**Requirement**: Pull out every line of the items below that contains the string "fence". Treat uppercase and lowercase letters as different.

**Data for the task**:
○ ○ ○ ○

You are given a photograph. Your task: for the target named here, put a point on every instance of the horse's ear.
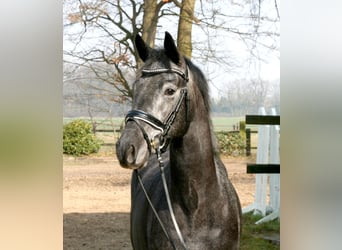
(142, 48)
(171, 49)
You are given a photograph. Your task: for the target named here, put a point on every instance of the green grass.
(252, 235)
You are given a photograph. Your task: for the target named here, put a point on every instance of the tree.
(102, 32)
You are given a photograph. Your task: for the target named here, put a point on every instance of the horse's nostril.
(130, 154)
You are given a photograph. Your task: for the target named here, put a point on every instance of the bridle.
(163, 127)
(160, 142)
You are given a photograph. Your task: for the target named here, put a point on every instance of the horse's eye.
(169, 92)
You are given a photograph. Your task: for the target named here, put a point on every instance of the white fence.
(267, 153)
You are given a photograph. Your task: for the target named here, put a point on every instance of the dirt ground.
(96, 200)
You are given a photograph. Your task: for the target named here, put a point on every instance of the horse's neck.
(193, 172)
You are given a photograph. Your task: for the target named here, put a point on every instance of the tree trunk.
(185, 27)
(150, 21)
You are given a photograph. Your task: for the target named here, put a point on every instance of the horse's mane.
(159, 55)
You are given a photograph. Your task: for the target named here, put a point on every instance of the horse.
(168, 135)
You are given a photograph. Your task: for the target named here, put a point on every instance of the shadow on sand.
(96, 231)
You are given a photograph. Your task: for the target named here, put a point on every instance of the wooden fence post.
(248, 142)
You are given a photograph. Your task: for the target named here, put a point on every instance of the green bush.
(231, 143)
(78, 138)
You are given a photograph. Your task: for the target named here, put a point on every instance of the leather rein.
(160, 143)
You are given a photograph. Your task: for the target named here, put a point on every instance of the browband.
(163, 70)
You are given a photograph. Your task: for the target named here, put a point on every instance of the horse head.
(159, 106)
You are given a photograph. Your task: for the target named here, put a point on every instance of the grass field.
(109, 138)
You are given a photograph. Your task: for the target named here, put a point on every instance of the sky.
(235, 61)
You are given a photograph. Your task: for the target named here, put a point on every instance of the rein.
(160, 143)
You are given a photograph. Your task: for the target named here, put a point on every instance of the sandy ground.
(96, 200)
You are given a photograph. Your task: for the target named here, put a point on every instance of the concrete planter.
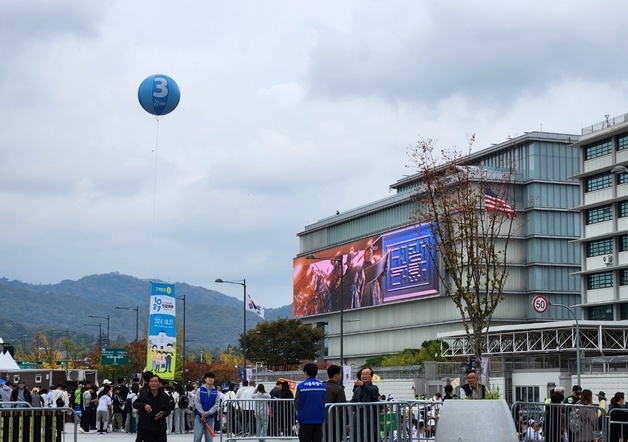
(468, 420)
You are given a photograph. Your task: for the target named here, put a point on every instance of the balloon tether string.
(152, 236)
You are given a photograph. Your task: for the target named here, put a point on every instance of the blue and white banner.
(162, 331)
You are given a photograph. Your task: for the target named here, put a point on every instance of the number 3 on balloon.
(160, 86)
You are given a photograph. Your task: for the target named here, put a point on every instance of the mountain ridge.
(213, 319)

○ ○ ○ ○

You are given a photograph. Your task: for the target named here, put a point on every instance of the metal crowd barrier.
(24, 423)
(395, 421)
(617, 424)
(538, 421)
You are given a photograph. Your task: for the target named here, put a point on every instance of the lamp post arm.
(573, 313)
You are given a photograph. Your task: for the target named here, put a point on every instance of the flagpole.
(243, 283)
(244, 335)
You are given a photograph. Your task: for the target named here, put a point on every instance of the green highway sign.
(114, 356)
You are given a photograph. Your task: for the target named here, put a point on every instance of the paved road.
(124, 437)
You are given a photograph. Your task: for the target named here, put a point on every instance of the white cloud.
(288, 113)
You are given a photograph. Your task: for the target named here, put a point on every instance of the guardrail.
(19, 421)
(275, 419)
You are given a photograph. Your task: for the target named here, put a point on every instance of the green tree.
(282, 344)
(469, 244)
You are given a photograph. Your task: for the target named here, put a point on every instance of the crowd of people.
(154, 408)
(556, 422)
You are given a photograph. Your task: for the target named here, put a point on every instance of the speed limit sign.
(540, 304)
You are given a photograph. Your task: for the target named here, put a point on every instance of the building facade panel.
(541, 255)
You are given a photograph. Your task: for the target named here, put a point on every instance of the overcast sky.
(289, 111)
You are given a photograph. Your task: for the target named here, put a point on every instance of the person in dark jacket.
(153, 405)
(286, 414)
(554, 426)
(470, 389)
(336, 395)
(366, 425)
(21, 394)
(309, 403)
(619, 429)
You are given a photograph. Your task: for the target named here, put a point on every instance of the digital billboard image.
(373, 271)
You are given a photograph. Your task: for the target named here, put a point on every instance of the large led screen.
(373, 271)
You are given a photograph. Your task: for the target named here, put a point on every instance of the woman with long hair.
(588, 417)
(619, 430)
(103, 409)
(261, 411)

○ ○ ○ ○

**The output**:
You are given a photograph. Your task: for the target named here, put a point on every instance of the white fence.
You are given a photograph. Your task: for the target named here, put a point on every instance of the wooden fence post.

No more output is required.